[Parts of the exercise]:
a) According to the Medicaid bed-hold abstract, for how many months after the assessments were residents' hospitalizations tracked?
b) Resume the Medicaid bed-hold abstract after its last sentence.
Segment Start: Document extract
Recent public concern in response to states' intended repeal of Medicaid bed‐hold policies and report of their association with higher hospitalization rates prompts examination of these policies in ensuring continuity of care within the broader context of Medicaid policies.
Minimum Data Set assessments of long‐stay nursing home residents in April–June 2000 linked to Medicare claims enabled tracking residents' hospitalizations during the ensuing 5 months and determining hospital discharge destination. Multinomial multilevel models estimated the effect of state policies on discharge destination controlling for resident, hospitalization, nursing home, and market characteristics.
Segment End: Document extract
Segment Start: Dataset entries
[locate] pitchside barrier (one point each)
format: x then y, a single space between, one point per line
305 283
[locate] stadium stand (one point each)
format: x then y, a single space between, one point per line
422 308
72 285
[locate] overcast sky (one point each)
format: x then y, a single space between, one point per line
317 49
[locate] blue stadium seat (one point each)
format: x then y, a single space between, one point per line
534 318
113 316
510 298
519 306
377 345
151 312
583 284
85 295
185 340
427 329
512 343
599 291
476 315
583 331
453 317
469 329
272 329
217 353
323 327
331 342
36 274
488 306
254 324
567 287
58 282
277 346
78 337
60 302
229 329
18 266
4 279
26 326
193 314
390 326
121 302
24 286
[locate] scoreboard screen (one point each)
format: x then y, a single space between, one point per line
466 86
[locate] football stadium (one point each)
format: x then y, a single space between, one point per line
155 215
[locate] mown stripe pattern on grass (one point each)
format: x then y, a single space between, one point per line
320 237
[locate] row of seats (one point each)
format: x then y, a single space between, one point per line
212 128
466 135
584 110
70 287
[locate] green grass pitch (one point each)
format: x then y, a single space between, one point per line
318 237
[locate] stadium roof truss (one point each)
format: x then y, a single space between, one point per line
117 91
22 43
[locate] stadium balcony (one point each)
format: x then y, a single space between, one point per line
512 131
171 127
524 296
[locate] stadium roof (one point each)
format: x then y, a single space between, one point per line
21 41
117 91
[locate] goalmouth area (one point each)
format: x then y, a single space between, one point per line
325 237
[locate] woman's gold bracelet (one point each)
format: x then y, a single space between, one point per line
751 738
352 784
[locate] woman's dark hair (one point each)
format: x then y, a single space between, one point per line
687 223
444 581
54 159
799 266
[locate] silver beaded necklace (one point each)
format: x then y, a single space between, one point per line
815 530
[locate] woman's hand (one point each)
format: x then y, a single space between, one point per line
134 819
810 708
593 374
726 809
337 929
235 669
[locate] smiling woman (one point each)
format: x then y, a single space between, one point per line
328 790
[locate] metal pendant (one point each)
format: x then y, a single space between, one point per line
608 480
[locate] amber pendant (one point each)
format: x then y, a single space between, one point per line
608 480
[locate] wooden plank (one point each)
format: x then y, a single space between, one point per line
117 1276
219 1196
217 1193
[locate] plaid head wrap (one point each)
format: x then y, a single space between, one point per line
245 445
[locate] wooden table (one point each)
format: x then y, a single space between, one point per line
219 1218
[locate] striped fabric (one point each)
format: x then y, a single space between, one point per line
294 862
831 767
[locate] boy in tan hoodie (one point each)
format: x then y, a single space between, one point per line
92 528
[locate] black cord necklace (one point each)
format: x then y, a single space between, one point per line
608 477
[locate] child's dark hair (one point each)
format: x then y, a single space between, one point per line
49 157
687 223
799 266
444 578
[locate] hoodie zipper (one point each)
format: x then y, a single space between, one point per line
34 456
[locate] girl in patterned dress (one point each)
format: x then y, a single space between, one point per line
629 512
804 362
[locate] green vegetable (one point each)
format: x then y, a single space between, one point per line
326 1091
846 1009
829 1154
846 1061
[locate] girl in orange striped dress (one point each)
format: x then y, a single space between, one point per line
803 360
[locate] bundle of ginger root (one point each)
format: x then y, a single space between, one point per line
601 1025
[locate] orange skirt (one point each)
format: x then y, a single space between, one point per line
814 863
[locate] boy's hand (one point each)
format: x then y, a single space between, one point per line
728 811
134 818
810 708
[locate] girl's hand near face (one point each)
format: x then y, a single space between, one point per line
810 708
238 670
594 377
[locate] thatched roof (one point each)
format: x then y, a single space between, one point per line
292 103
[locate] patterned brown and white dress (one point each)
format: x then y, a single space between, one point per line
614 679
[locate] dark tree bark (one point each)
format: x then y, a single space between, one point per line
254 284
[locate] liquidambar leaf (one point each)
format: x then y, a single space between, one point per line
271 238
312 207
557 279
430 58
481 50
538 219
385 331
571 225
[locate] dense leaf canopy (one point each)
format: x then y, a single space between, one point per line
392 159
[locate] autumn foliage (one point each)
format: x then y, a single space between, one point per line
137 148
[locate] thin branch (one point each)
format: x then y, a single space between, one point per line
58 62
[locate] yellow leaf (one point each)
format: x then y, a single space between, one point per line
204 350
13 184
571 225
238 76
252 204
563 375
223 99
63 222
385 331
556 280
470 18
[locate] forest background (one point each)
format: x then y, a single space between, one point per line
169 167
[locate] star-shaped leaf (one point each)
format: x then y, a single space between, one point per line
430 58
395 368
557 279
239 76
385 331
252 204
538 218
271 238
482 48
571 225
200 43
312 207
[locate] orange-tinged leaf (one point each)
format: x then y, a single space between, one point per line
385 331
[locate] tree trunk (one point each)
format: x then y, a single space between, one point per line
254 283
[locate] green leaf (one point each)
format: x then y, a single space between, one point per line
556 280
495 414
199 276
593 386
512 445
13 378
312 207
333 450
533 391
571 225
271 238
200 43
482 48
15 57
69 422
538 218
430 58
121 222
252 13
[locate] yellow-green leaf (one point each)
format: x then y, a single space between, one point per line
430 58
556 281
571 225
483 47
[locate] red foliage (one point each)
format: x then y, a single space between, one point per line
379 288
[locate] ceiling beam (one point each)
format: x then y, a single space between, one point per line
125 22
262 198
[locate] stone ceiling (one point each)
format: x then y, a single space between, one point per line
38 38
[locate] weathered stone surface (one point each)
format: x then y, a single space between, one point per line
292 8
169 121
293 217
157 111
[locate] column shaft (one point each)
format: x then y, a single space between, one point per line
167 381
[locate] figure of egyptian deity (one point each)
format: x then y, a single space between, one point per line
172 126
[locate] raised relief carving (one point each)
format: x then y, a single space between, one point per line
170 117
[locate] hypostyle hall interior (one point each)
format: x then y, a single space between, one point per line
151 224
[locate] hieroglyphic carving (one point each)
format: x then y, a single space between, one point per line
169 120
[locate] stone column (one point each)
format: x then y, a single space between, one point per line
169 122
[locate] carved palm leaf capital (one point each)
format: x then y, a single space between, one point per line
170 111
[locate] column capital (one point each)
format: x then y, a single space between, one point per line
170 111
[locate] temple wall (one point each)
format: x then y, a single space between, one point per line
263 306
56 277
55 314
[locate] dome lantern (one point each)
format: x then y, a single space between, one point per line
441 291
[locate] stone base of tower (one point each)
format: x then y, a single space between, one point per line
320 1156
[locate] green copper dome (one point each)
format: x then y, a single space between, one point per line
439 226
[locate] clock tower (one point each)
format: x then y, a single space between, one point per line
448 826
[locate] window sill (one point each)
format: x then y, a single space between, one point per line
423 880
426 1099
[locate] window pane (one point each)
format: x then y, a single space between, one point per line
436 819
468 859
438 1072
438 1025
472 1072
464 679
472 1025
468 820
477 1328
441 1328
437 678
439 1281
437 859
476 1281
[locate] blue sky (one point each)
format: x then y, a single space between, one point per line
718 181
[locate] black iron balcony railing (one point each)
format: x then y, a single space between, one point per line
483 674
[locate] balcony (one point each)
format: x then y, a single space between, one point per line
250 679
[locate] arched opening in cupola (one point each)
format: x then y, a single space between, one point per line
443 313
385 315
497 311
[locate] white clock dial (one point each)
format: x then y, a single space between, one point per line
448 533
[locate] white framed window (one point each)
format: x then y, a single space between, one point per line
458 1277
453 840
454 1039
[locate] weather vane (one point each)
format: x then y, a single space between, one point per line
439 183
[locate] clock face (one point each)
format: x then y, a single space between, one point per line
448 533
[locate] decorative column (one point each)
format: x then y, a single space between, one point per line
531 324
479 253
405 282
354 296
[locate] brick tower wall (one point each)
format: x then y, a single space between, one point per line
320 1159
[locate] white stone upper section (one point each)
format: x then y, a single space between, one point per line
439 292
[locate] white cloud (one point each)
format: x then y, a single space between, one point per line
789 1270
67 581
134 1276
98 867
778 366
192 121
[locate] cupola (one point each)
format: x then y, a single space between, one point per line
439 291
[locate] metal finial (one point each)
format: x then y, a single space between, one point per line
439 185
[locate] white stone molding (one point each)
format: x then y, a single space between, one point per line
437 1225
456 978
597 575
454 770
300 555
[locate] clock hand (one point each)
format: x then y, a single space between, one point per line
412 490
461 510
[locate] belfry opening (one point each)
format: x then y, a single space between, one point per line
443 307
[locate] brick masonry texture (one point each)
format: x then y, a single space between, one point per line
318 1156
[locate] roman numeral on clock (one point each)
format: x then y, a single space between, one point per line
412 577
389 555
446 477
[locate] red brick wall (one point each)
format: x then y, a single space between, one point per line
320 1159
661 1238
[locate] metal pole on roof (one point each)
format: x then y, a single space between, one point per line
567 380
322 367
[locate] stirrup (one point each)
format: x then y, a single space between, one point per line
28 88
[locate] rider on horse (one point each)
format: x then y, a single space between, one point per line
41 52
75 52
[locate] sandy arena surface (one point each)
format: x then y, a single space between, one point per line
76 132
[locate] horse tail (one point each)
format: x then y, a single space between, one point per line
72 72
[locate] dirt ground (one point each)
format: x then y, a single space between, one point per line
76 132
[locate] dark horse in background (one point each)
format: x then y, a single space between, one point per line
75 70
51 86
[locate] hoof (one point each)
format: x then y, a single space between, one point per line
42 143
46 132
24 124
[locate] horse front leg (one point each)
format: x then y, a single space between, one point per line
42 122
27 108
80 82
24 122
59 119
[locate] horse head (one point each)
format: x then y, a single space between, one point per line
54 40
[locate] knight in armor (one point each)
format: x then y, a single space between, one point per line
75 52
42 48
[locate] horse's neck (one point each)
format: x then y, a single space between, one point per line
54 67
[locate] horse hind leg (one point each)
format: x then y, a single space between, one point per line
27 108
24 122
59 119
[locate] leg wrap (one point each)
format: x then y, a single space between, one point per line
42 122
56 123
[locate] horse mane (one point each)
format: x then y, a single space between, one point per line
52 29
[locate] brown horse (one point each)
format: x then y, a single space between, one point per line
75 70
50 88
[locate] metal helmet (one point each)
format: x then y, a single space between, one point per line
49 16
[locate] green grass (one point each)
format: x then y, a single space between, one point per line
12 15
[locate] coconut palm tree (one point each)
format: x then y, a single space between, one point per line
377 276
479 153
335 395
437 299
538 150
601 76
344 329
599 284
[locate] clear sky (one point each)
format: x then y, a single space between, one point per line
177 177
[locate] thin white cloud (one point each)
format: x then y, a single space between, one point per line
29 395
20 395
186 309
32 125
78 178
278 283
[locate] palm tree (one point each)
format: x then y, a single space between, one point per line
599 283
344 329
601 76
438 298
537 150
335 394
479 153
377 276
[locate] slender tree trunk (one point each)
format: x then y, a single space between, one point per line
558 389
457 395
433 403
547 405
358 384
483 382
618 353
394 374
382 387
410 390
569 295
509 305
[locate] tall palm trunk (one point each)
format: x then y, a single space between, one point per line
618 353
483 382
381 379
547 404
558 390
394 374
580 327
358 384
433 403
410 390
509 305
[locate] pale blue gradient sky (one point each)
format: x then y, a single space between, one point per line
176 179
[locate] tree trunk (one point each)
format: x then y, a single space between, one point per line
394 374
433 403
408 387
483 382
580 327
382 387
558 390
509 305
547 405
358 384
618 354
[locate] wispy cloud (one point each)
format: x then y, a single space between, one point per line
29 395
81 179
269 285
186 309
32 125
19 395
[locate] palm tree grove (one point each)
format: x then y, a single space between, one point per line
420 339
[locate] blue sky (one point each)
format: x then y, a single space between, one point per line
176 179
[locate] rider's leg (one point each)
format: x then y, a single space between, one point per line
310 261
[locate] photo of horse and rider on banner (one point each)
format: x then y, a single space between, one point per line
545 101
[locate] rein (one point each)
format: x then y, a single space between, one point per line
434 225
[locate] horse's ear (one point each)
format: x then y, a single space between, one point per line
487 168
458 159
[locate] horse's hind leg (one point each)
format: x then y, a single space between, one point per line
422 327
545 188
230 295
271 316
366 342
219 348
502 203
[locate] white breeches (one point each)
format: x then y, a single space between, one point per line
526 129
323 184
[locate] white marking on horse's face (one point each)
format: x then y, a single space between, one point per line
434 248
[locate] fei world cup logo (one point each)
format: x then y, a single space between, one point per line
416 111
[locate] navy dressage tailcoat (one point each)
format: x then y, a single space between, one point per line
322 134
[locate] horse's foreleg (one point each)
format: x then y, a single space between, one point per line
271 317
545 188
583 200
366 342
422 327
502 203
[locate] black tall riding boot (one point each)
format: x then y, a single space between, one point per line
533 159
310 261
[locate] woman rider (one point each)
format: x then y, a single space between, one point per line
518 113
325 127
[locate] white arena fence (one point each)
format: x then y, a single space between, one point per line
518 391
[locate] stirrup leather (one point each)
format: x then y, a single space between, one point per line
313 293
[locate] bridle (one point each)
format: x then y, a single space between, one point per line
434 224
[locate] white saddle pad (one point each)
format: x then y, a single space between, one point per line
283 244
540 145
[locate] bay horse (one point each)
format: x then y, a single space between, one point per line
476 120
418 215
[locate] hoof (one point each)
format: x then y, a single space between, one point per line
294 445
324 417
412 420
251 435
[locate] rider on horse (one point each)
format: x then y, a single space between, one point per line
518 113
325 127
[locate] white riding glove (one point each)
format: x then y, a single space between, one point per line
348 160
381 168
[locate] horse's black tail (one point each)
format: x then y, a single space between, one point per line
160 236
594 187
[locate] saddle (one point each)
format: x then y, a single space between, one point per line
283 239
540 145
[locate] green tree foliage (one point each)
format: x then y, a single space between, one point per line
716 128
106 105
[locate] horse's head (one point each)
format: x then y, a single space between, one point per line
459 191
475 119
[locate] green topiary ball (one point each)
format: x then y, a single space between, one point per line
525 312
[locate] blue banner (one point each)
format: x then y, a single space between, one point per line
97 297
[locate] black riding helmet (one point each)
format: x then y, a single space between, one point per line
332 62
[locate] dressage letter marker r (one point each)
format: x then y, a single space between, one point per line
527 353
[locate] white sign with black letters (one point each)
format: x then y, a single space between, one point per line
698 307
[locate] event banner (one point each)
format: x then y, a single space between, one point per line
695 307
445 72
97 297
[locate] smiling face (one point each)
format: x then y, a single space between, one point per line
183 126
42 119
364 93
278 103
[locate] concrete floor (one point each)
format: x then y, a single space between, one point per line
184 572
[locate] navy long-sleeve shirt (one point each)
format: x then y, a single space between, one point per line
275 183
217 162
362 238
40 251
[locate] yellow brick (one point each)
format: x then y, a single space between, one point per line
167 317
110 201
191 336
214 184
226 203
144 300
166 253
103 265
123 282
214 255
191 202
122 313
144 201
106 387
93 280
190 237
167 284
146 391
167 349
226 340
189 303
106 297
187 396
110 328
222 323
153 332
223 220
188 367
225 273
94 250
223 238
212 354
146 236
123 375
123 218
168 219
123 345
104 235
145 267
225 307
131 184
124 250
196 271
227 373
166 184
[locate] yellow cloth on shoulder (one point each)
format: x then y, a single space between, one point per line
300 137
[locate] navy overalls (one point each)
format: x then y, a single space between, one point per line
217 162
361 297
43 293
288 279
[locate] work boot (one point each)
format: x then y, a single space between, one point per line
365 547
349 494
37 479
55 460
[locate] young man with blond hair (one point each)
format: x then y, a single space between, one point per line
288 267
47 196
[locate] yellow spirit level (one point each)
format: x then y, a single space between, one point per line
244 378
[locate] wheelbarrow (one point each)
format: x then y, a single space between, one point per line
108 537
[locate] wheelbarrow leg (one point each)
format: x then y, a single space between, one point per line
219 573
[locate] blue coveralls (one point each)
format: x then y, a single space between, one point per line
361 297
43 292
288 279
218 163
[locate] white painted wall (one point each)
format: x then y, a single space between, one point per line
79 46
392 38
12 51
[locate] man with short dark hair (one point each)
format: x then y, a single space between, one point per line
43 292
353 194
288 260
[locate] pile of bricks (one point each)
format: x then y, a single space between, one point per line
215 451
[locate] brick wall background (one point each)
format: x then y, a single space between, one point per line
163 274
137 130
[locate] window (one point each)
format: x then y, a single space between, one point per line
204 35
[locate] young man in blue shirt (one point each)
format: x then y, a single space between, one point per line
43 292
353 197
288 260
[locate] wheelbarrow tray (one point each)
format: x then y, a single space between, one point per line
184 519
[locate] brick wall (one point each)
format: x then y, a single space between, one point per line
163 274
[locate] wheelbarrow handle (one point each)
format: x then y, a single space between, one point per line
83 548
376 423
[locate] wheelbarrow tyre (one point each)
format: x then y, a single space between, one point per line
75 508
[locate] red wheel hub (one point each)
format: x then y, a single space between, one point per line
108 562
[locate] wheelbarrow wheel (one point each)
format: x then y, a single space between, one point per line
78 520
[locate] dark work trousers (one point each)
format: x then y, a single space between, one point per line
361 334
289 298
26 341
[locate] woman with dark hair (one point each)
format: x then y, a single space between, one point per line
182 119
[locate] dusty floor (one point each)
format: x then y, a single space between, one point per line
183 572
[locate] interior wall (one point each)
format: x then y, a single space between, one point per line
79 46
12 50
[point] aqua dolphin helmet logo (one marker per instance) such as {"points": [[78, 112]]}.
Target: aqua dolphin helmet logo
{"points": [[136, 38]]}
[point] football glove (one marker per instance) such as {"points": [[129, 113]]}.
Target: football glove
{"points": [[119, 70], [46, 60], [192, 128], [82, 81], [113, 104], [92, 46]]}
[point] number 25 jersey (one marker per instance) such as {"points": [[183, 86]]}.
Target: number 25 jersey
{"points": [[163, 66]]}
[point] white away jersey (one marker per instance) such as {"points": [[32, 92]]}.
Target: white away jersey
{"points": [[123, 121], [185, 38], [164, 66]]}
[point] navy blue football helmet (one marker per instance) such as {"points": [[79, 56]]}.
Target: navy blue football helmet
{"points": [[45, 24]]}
Segment End: Dataset entries
[Responses per task]:
a) Five months.

b)
Among 77,955 hospitalizations, 5,797 (7.4 percent) were not discharged back to the baseline nursing home. Bed‐hold policies were associated with lower odds of transfer to another nursing home (AOR=0.55, 95 percent CI 0.52–0.58) and higher odds of hospitalization (AOR=1.36), translating to 9.5 fewer nursing home transfers and 77.9 more hospitalizations per 1,000 residents annually, and costing Medicaid programs about $201,311. Higher Medicaid reimbursement rates were associated with lower odds of transfer.
Bed‐hold policies were associated with greater continuity of NH care; however, their high cost compared with their small impact on transfer but large impact on increased hospitalizations suggests that they may not be effective.